Once the pictures have been set aside, copy every remaining entry exactly.

[Free-text object descriptions]

◆ ◆ ◆ ◆

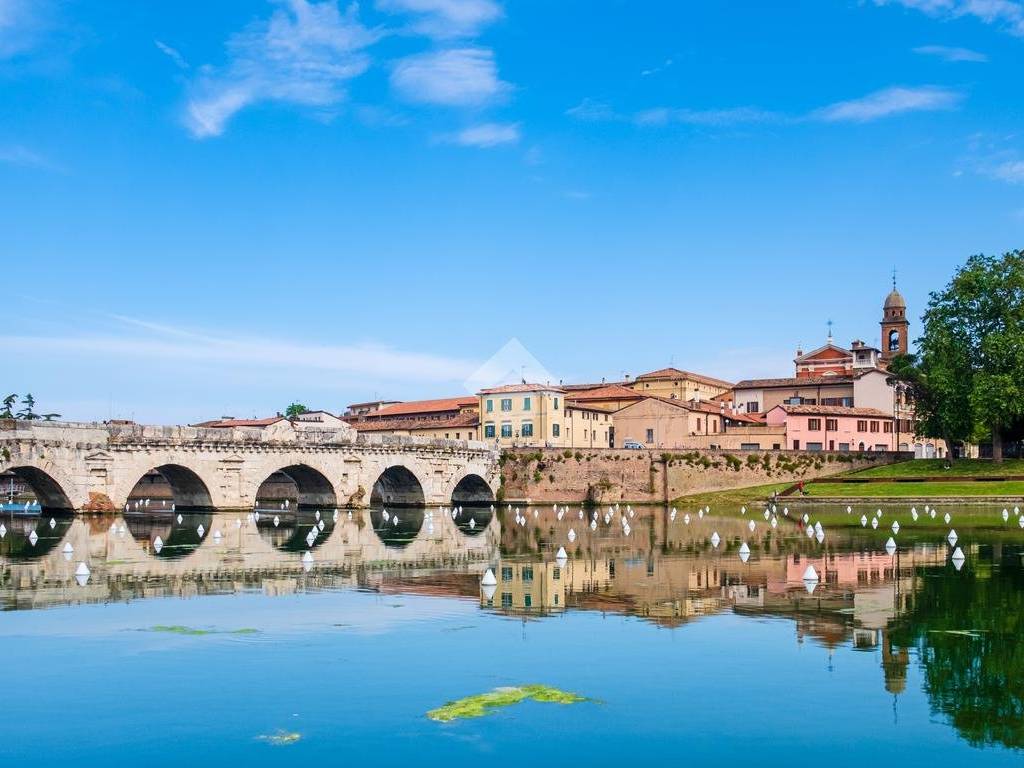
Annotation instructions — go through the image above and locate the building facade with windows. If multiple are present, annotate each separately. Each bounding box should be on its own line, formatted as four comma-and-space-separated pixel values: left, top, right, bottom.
765, 405, 896, 452
625, 367, 733, 402
478, 384, 568, 447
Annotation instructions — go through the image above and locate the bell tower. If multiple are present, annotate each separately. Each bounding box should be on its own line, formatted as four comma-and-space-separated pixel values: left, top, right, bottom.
881, 272, 909, 362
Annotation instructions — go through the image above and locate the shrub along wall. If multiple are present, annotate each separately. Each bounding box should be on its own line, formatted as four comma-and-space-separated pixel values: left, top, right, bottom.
498, 448, 904, 505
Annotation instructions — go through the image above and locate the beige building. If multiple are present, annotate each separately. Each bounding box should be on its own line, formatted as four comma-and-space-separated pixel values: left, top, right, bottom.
564, 383, 644, 413
479, 384, 568, 448
626, 367, 733, 402
564, 402, 614, 448
613, 396, 726, 449
482, 559, 566, 613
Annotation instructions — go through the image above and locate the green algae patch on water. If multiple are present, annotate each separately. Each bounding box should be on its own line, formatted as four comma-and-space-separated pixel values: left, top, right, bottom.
147, 625, 259, 636
256, 731, 301, 746
427, 685, 588, 722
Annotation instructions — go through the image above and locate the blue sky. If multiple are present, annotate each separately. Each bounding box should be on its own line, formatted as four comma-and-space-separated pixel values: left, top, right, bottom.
2, 0, 1023, 423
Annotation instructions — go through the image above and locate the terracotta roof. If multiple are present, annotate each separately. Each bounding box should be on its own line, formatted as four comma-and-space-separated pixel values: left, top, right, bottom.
194, 417, 284, 428
722, 411, 765, 424
616, 395, 729, 417
565, 401, 614, 414
734, 375, 855, 389
561, 381, 627, 391
352, 412, 480, 432
633, 367, 733, 388
367, 396, 477, 418
565, 384, 643, 402
771, 405, 891, 418
478, 383, 566, 395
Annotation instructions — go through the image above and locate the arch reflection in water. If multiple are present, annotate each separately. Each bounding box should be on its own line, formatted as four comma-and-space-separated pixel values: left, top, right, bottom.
126, 464, 214, 511
454, 505, 493, 536
369, 506, 425, 548
124, 512, 214, 559
0, 510, 74, 560
256, 509, 336, 552
451, 473, 494, 507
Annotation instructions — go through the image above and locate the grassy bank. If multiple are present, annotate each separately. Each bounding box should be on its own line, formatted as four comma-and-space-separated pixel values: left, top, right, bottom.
671, 482, 791, 510
851, 459, 1024, 478
805, 481, 1024, 498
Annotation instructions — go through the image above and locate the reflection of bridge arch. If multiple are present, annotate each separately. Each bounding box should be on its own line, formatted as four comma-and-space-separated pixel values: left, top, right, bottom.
371, 466, 425, 507
4, 464, 76, 512
125, 464, 214, 511
255, 464, 338, 509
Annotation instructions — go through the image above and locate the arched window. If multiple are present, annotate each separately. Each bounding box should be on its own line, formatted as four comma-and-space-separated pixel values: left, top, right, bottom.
888, 329, 900, 352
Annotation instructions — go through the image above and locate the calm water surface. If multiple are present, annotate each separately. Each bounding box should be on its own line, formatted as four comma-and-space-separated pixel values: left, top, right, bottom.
1, 502, 1022, 766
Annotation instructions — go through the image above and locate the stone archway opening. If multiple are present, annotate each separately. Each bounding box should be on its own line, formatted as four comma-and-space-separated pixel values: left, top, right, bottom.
451, 474, 494, 506
370, 466, 425, 508
255, 464, 336, 510
2, 466, 75, 513
126, 464, 213, 511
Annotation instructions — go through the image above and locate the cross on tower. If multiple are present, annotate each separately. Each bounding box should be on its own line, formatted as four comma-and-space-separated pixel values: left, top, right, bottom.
826, 319, 834, 342
892, 267, 897, 290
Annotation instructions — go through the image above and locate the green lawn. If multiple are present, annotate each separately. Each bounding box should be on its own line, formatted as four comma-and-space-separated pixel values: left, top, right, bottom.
852, 459, 1024, 478
672, 482, 791, 510
805, 480, 1024, 498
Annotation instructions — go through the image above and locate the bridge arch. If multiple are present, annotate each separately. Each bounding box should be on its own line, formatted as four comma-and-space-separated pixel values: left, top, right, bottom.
3, 465, 76, 512
450, 473, 495, 507
255, 464, 337, 509
370, 465, 425, 508
126, 464, 214, 511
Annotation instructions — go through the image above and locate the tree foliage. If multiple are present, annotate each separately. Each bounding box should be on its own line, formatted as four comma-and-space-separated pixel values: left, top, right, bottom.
898, 251, 1024, 461
285, 402, 309, 418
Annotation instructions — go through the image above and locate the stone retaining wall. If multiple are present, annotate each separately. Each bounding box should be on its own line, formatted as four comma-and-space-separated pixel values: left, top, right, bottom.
499, 448, 907, 505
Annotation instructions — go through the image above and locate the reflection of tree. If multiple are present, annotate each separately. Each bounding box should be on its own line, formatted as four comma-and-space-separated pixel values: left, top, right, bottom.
889, 547, 1024, 750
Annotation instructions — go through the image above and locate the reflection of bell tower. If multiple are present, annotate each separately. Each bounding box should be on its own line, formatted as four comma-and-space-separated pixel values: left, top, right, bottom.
881, 630, 908, 695
881, 273, 909, 362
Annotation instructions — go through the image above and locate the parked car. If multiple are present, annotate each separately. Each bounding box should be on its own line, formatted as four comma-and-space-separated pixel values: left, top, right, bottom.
622, 439, 644, 450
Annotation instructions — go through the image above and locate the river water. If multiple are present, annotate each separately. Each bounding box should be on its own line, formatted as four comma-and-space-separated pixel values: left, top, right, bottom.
1, 502, 1021, 766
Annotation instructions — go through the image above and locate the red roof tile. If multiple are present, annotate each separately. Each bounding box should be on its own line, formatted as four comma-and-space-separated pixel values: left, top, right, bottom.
367, 396, 477, 418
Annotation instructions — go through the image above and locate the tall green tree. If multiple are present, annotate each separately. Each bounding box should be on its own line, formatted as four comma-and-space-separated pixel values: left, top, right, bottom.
285, 402, 309, 418
0, 394, 16, 419
887, 351, 973, 461
913, 250, 1024, 462
15, 393, 37, 420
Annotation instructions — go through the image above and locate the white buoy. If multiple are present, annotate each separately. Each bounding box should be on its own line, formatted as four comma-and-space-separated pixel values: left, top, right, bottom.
49, 517, 56, 530
1002, 509, 1010, 523
944, 512, 951, 525
951, 546, 965, 570
196, 524, 205, 537
770, 516, 778, 529
748, 519, 756, 532
885, 537, 897, 556
911, 509, 918, 521
871, 517, 879, 530
556, 546, 568, 566
29, 530, 38, 546
710, 531, 721, 548
803, 564, 819, 583
947, 529, 958, 547
153, 535, 163, 554
481, 568, 497, 586
0, 523, 6, 539
891, 521, 900, 535
302, 550, 314, 571
860, 514, 868, 527
568, 528, 577, 543
177, 514, 183, 524
806, 526, 814, 539
815, 528, 825, 544
62, 541, 74, 561
75, 561, 90, 586
739, 542, 751, 563
470, 518, 477, 530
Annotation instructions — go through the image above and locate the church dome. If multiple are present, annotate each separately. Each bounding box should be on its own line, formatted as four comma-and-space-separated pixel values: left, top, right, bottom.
884, 289, 906, 310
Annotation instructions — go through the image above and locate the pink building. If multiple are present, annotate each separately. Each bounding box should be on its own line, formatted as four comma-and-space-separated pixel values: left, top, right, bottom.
766, 404, 896, 452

◆ ◆ ◆ ◆

> _SOLVED PROBLEM_:
Annotation instructions — go through the image above and locate the building facade with windows. If multiple are present, annotate each separately. Each bounding box should be on its own line, formatted as four comma-and-space-separated pixel values: left, top, right, bottom.
765, 405, 896, 452
625, 367, 733, 402
478, 384, 568, 447
Annotation instructions — go through the image above and locate the bell tower. If multiple are present, annotate each separately. Each bounding box should be on its own line, formatted as four comma-and-space-separated pixel values: left, top, right, bottom.
881, 272, 909, 362
Annotation instructions — go through the image above and locate the shrub along wall. If multiple are present, annotate each separately. Each bounding box should be on its own line, formatted as four comma-and-space-separated pixel values: left, top, right, bottom.
498, 448, 904, 505
Annotation instructions — go through the image above and locate the beige building. If multiple are present, annotate each separately. Each bounding box should be on its own line, formatted as four comma-and-space-separated pixel values: left, top, right, bottom.
564, 383, 644, 413
479, 384, 568, 448
626, 367, 733, 402
564, 402, 614, 448
613, 396, 726, 449
482, 559, 566, 613
Annotation instructions — go through the image above and locate the green algae patch on water. If multiple are present, annotate each separately. Each bounding box should be on its own line, formatted as four comma-and-space-separated pixel values: left, top, right, bottom.
147, 625, 259, 636
256, 731, 301, 746
427, 685, 588, 722
Annotation instructions — go through the image above and locate the blue sky. If multiple are present, annotate each separately. Each bounding box should be on its own line, formatted as four comma-and-space-separated pixel values: left, top, right, bottom.
2, 0, 1023, 423
Annotation instructions — go through the image above and locate the terracotta roof. If multiple are present, annotate each separately. Each bounding box should be on its own line, formatted as four comma-and-space-separated pixel values: left, top, right, bottom.
194, 417, 284, 428
722, 411, 765, 424
616, 395, 729, 417
565, 401, 614, 414
734, 375, 855, 389
561, 381, 627, 391
352, 412, 480, 432
633, 367, 733, 388
367, 396, 477, 418
565, 384, 643, 402
771, 405, 891, 418
478, 383, 566, 395
Annotation instructions — go through the image above and locate the arch reflection in water. If multiple are present, annotate each separately. Each bounding box should be on its own line, formatted as four comma-and-space-separated pixel values: left, top, right, bottom.
126, 464, 214, 511
454, 505, 493, 536
369, 506, 425, 548
124, 512, 214, 559
0, 510, 74, 560
256, 509, 336, 552
451, 473, 494, 507
Annotation instructions — go through the image above and locate the grassy bank. If multiple are present, annotate each separately. Each bounding box should be on its own line, formatted as four comma-and-space-separated pixel values: left, top, right, bottom.
671, 482, 791, 510
851, 459, 1024, 478
805, 481, 1024, 498
Annotation instructions — go through the image above and locate the reflection of bridge arch. If multiple are present, annotate each separately. Each bounding box should be on its own line, formatted as four comma-and-space-separated pixel values: left, top, right, bottom.
371, 466, 425, 507
4, 464, 76, 512
125, 464, 214, 511
255, 464, 338, 509
Annotation instructions — go through the image above and locate the arched window. If multiple are present, annotate each separately. Each bounding box should be on its own line, formatted as four comma-and-space-separated pixel values: left, top, right, bottom.
888, 329, 900, 352
Annotation instructions — go through the image above and locate the calm water surface. If multiple are present, annotate each separately. Each bounding box should be on its own line, formatted as four comma-and-space-separated pixel values: left, top, right, bottom.
1, 502, 1022, 766
Annotation instructions — go through the image above and locate the stone archway opening. If multiple are present, annotate each separately. Each bounding box should be on its own line, formatted as four comma-and-space-separated pixel values: left, top, right, bottom.
451, 474, 494, 506
370, 466, 425, 508
255, 464, 336, 510
2, 466, 75, 513
126, 464, 213, 511
Annotation instructions — go through the image above and locate the cross on tower. If multiple are present, annotate each separately. Each bounding box should be on its own line, formatted as four comma-and-space-separated pixel values: left, top, right, bottom.
826, 319, 834, 342
892, 267, 897, 290
Annotation instructions — go through the image above and locate the green lawn. If multiple are present, annotate each separately. Each bounding box should be on its own line, formatted as four comma-and-space-separated pixel values: left, top, right, bottom.
852, 459, 1024, 478
672, 482, 791, 510
805, 480, 1024, 498
Annotation instructions — go through the image above and locate the bridge arch. If multiple are present, annotate each separately. Each bounding box should be on its own line, formatted as four comma-and-space-separated pixel values: left, top, right, bottom.
3, 465, 76, 512
450, 473, 495, 507
255, 464, 337, 509
370, 465, 425, 508
126, 464, 214, 511
Annotation instructions — go through the image above and locate the tree foliage. If multiple are present, annotate each separately. Each bounding box should be on its own line, formatted as four comma-and-space-separated pixel values: left, top, right, bottom.
898, 251, 1024, 461
285, 402, 309, 418
Annotation instructions — go through the image above and locate the stone retaining wall. If multiple are present, annotate each separately. Each bounding box should be on its own line, formatted as four comma-and-space-separated pixel values: left, top, right, bottom.
499, 448, 907, 505
Annotation instructions — go through the image above and locate the reflection of tree. If multiple are present, annotate each separately. Each bounding box should be on its own line, formatted as four comma-and-space-separated pixel values: left, top, right, bottom.
889, 547, 1024, 750
Annotation instructions — go through the image above and locate the reflection of bell tower. If multiple are present, annotate each separately. Each bounding box should be on its own line, formatted as four comma-and-space-separated pixel values: left, top, right, bottom.
881, 630, 908, 695
881, 273, 909, 362
Annotation instructions — go through the image above and locate the parked car. If multiple are present, annotate each separately. Each bounding box should be on its own line, formatted as four comma-and-space-separated pixel values: left, top, right, bottom.
622, 439, 644, 450
Annotation instructions — go through the image above and locate the river water. If multiple are present, annotate each separately. Each bounding box should be on its own line, formatted as four comma-and-space-separated pixel values: left, top, right, bottom.
1, 502, 1021, 766
Annotation instructions — go through the image above and locate the red roof tile. If multiple are present, annotate each separately. Each bounding box should be on its own line, formatted as four comma-and-space-separated pixel values: left, top, right, bottom.
367, 396, 477, 418
Annotation instructions — go through the image above and locate the tall green tree. If multiple are present, annotate each separately. Each bounding box should be on its own line, formatted as four comma-and-space-separated pixel values: left, top, right, bottom.
285, 402, 309, 418
0, 394, 16, 419
887, 351, 973, 461
913, 250, 1024, 462
15, 393, 37, 420
Annotation instructions — go through the image above and locate the white buoy. If multiple are present, annotate each separately. Each bounding box should be on its own line, formatted as four comma-and-space-separated pixel values: left, top, right, bottom.
49, 517, 56, 530
1002, 509, 1010, 523
944, 512, 951, 525
951, 546, 965, 570
196, 524, 205, 537
770, 516, 778, 529
748, 519, 756, 532
885, 537, 897, 556
911, 509, 918, 521
871, 517, 879, 530
556, 546, 568, 566
29, 530, 38, 546
710, 531, 721, 548
803, 564, 819, 583
947, 529, 958, 547
153, 535, 163, 554
481, 568, 497, 586
0, 523, 6, 539
891, 521, 900, 535
302, 550, 314, 571
860, 514, 868, 527
568, 528, 577, 543
177, 514, 183, 524
806, 526, 814, 539
815, 528, 825, 544
62, 541, 74, 561
75, 561, 90, 586
739, 542, 751, 563
470, 518, 477, 530
Annotation instructions — go through the image above and locate the church dome. If multiple are present, annotate each separately. Each bounding box should be on its own line, formatted as four comma-and-space-separated pixel values: left, top, right, bottom.
884, 289, 906, 310
Annotation instructions — go through the image above and locate the pink building. If multiple are present, annotate each separately. Each bounding box should be on its own line, formatted as four comma-and-space-separated pixel values: left, top, right, bottom.
766, 404, 896, 452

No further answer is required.